# [EXERCISE INSTRUCTIONS]
Pull out every line in the records below that contains the string "sand". Case counts.

# [STORED DATA]
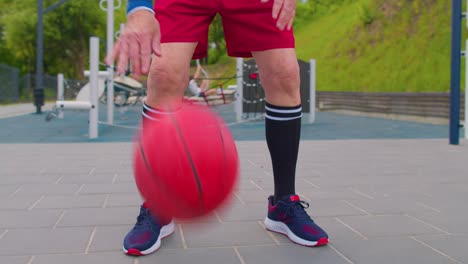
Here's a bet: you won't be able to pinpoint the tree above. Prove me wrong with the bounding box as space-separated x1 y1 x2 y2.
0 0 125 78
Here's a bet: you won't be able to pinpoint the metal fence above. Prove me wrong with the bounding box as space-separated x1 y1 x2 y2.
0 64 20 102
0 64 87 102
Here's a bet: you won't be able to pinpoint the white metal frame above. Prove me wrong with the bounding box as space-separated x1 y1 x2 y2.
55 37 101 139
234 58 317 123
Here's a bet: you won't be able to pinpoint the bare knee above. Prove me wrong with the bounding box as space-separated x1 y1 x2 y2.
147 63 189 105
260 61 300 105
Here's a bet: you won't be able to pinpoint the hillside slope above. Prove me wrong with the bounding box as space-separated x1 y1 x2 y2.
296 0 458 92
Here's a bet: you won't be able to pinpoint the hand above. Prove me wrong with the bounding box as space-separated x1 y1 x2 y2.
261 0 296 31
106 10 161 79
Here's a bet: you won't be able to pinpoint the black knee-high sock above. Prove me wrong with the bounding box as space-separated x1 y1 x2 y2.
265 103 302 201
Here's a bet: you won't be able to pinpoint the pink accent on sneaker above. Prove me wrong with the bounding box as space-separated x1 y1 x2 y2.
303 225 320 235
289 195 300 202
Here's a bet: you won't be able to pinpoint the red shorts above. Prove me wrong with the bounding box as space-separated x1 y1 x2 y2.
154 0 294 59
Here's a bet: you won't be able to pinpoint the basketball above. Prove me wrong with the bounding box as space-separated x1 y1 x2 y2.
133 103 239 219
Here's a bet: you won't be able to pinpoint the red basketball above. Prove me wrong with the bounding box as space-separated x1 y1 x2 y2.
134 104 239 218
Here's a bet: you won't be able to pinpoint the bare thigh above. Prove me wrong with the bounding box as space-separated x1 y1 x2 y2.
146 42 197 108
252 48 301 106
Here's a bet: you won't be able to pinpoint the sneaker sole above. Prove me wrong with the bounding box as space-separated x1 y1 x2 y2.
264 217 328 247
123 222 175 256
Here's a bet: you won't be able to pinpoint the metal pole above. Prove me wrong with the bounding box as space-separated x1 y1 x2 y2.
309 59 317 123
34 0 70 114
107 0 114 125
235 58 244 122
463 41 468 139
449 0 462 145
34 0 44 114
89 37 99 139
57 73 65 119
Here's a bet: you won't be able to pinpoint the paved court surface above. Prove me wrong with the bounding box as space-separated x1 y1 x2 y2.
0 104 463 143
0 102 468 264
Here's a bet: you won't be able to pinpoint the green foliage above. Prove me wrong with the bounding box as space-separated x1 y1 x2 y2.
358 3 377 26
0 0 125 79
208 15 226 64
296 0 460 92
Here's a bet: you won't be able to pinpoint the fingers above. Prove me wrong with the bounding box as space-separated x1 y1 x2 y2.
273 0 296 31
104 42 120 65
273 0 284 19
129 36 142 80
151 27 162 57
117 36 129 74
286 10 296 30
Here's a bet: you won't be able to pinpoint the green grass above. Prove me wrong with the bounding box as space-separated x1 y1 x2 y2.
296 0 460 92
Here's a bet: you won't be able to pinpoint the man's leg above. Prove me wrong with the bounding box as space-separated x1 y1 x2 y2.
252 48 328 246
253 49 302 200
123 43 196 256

==

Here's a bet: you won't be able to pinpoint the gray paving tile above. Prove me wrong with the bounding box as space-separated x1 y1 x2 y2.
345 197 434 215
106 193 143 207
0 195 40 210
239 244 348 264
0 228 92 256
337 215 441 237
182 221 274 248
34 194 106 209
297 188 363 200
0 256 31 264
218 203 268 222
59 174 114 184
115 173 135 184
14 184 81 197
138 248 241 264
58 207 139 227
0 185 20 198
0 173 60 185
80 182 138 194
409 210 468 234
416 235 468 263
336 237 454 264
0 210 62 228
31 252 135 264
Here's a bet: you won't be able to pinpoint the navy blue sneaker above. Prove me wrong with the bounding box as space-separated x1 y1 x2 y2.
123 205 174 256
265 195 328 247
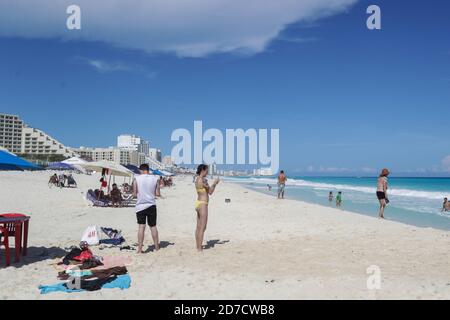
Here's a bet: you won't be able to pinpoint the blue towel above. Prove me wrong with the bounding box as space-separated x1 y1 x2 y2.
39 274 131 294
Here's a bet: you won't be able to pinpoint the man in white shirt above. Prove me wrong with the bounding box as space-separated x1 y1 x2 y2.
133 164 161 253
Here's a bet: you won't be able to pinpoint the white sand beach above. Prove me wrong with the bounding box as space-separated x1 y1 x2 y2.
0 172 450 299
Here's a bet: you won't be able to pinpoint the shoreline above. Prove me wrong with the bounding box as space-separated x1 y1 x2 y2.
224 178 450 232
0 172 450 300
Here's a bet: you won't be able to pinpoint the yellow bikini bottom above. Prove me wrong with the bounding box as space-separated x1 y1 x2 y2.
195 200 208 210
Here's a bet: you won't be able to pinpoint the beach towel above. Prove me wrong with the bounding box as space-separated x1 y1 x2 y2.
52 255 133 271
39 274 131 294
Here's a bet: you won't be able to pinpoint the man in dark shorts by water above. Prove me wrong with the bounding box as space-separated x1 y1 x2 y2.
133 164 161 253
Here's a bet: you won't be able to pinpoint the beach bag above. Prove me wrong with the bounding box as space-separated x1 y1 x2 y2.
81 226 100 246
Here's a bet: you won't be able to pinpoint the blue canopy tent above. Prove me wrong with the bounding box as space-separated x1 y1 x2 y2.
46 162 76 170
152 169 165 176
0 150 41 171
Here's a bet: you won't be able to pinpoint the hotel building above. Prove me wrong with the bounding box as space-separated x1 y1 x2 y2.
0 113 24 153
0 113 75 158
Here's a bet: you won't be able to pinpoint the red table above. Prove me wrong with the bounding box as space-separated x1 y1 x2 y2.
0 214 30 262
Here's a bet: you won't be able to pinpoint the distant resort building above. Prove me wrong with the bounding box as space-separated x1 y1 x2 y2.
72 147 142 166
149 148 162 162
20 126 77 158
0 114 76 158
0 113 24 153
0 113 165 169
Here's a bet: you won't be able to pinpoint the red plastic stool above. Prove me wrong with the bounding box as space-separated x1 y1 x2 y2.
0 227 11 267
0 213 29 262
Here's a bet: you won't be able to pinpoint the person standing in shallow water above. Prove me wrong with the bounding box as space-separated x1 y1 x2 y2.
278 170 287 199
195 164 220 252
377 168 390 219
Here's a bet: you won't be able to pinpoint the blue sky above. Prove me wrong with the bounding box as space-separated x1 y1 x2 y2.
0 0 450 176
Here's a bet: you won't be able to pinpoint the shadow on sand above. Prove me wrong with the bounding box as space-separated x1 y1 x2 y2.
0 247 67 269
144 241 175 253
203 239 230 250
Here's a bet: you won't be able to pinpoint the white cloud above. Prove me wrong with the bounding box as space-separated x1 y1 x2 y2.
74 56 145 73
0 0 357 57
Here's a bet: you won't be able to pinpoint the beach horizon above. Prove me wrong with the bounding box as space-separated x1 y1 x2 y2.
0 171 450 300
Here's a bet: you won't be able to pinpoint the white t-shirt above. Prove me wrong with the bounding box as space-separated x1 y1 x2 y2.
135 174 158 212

...

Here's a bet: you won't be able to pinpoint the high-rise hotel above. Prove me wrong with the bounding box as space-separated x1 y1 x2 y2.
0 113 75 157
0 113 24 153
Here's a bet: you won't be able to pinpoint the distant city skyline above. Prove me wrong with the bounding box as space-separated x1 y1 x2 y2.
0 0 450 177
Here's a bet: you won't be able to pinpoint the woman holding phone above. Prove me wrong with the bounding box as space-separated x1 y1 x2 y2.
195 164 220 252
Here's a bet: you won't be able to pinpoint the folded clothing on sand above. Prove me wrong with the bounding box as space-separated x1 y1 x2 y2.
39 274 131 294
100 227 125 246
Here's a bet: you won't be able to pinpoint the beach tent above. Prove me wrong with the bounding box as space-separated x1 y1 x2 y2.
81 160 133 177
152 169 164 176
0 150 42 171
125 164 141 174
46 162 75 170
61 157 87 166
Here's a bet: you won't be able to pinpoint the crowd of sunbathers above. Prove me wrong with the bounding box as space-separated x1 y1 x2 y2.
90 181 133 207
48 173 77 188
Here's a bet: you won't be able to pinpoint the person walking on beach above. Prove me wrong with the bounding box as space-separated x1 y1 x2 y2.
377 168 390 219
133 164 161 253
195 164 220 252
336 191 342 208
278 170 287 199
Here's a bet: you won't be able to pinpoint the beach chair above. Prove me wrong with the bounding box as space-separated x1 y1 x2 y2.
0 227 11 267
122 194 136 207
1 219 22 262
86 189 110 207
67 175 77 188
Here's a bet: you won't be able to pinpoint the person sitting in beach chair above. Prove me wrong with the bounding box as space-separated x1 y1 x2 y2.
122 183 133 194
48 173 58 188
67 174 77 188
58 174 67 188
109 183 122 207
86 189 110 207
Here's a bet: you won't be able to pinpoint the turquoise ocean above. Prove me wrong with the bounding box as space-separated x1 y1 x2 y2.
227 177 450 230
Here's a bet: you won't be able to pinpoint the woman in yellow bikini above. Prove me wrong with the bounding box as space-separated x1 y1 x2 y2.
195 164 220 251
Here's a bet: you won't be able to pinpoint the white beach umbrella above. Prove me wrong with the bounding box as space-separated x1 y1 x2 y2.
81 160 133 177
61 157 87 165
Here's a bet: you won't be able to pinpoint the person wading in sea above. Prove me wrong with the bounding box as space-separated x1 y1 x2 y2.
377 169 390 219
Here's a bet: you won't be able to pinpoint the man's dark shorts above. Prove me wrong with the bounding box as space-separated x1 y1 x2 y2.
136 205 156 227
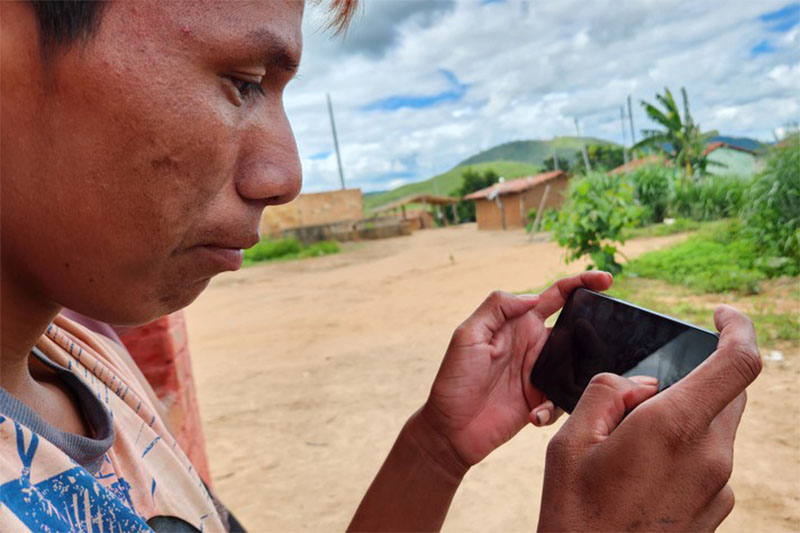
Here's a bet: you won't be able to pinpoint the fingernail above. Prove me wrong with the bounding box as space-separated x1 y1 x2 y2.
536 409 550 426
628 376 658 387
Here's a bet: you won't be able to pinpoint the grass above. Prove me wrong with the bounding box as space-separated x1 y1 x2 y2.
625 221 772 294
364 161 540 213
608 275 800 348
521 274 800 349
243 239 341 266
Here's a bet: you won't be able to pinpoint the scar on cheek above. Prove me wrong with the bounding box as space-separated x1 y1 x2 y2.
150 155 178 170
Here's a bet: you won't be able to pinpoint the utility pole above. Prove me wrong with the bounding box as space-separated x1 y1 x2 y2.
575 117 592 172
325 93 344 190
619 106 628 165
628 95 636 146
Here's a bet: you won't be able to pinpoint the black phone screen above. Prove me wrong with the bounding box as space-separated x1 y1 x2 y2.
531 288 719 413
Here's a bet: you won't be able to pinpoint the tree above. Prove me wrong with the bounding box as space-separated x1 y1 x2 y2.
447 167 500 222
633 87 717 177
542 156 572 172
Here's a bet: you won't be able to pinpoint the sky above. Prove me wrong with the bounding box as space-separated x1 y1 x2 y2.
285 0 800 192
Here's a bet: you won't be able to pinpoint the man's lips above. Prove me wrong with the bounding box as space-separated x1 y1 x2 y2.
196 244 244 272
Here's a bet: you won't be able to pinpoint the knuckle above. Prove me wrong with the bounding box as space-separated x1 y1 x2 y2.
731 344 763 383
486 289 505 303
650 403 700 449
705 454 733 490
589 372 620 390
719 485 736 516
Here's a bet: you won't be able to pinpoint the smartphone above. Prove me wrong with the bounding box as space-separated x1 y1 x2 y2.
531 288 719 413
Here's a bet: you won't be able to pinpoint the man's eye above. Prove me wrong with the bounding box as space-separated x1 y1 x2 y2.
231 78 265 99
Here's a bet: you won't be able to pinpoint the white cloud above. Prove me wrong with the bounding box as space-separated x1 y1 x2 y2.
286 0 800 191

# [TASK OUTPUT]
Here's a bet: you won't be able to pinpoint the white sand beach above. Prove me wrong with the bounding box as space-separated x1 y1 x2 y2.
Here's a bet: you won't be able to pinpoint the shadow on sand above. Prove me wrong with the bounding box as space-separated x1 y1 x2 y2.
Here's a bet: you won't be able to pinpoint the folded clothing on sand above. Prove me wrong with the bounding box as space-separated x1 y1 x2 y2.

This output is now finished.